═════ Excerpt provided

The thing about life is that often it sucks. I might be spoiled, having grown up in awesome progressive Canada, but I hate that I have to wait until mid-December to see that pediatrician about my transgender stuff. I’m sort of desperate at the moment; what with the everyday strife of being biologically female. And you know. Boobs. Ew. My best way of explaining my discomfort is that it’s like having a third arm – just sticking right out of my face. How do you get past that? You can’t. Everywhere you go, you try to pass off as a regular two-armed person, but everybody’s like ‘Dude, you have a third arm sticking out of your face.’  Really hard to ignore that.

And so it is, being “female”. When I go to see Dr. what’s-his-face, I’m going to tell him straight off that I want to get things done as soon as possible. Boobs must go, very soon, or the cellar boy will blow a gasket – also, pronouns. The mental aspect of this whole thing is going to be the toughest part, but it has to be done, the same as everything else – however, people won’t feel right calling me he if I’ve still got that third arm sticking out of my face. And I don’t want to force anyone to; I want to wait until I look like who I am, and then we’ll go from there.

══════════

◆ **Exercise details**:
In the excerpt about waiting for transgender care, until when does the writer have to wait to see the pediatrician? The records are separate material with no connection to the excerpt.

═════ Provided material

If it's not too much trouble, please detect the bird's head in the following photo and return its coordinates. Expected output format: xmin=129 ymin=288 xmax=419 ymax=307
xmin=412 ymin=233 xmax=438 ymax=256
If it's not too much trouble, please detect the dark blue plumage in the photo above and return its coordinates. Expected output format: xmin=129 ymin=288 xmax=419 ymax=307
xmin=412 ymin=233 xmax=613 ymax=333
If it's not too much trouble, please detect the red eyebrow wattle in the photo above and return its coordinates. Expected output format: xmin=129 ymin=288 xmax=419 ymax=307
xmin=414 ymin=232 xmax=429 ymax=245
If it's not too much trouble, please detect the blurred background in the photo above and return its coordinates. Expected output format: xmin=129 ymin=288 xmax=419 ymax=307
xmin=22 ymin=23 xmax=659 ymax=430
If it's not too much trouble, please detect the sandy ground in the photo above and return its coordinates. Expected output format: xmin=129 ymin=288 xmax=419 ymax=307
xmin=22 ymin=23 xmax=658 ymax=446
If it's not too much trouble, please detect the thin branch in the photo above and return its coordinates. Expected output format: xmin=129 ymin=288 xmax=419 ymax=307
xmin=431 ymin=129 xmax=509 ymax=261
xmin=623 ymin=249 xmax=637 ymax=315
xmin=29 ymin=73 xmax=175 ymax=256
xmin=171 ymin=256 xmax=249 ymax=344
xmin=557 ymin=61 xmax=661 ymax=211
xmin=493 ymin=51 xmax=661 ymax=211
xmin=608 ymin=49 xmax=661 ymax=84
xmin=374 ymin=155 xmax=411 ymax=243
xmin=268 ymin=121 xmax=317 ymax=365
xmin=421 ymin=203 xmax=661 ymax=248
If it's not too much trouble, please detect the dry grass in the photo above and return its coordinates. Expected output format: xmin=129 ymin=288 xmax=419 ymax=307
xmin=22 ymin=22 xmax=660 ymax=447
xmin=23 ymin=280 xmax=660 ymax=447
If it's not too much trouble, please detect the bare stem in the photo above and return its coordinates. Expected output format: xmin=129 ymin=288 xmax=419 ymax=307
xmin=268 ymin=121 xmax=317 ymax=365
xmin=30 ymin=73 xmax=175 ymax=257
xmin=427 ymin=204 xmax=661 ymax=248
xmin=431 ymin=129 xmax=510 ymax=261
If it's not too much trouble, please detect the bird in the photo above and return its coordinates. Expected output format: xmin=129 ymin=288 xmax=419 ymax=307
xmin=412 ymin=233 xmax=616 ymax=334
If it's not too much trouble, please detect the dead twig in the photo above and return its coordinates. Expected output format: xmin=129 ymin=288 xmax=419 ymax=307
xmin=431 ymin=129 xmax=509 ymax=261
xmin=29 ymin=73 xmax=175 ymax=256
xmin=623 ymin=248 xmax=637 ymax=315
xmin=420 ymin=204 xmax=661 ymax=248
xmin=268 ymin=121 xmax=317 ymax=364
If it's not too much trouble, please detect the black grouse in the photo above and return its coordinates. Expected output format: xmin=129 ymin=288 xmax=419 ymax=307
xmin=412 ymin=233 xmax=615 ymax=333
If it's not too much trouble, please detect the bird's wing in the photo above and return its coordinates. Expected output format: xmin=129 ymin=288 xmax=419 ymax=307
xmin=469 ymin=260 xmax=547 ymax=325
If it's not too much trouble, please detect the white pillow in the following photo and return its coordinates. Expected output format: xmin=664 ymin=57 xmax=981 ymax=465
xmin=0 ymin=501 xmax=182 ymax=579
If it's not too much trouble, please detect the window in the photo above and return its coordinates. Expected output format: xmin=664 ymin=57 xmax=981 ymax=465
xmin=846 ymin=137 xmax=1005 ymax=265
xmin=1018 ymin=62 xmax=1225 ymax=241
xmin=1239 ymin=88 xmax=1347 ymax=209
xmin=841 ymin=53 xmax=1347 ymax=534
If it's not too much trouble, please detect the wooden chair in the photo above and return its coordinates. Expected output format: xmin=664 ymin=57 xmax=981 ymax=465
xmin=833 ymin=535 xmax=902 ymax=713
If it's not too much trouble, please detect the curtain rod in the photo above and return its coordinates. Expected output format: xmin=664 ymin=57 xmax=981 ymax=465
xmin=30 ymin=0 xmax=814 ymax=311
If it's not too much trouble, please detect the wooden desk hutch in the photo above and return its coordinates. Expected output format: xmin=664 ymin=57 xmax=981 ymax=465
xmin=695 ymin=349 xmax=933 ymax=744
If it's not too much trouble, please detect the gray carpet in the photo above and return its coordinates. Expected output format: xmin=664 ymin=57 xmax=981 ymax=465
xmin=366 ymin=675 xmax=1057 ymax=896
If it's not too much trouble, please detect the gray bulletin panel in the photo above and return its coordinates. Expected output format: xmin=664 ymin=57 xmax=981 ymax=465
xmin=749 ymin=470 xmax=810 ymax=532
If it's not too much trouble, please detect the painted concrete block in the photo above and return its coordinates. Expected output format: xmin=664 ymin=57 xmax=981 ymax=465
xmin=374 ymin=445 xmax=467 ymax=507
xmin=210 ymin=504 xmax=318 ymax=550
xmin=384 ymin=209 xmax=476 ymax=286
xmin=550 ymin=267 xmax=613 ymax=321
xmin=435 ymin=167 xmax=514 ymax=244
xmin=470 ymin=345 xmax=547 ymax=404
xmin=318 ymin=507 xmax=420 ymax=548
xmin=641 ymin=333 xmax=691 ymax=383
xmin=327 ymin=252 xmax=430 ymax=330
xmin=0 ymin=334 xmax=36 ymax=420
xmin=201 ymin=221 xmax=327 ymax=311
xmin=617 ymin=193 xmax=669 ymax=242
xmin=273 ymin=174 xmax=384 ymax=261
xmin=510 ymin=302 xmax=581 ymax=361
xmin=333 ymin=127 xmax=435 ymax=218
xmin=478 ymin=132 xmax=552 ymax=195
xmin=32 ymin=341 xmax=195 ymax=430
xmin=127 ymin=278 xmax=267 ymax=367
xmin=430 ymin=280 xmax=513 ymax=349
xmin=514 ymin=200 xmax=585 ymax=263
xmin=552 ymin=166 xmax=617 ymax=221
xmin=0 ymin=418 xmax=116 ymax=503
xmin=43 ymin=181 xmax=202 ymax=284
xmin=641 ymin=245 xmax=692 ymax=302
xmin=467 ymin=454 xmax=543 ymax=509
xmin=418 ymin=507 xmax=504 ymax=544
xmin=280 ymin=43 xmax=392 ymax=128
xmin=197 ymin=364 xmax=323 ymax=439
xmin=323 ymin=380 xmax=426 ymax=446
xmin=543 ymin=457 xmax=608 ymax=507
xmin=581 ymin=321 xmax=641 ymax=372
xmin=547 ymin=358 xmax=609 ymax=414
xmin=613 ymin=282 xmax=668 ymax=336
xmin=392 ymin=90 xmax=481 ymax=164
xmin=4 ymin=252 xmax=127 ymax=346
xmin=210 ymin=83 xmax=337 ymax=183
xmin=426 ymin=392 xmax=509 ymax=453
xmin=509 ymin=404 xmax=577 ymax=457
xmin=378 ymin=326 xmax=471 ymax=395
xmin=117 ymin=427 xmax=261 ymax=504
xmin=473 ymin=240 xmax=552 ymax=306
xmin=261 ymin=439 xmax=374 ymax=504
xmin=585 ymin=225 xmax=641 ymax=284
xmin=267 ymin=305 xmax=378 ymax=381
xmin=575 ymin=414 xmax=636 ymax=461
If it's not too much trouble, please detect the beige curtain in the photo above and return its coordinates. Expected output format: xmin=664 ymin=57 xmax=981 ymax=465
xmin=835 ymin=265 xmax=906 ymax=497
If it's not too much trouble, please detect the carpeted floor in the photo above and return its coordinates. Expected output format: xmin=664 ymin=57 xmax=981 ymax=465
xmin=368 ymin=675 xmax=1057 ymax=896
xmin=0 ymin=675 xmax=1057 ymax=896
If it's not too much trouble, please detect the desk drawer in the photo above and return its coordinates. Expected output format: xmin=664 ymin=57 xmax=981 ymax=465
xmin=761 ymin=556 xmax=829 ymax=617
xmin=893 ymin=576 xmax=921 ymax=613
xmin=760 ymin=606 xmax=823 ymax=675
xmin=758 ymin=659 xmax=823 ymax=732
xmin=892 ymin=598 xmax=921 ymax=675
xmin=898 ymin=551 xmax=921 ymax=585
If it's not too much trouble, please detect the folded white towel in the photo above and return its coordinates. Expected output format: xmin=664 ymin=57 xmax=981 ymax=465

══════════

◆ **The completed task**:
Until mid-December.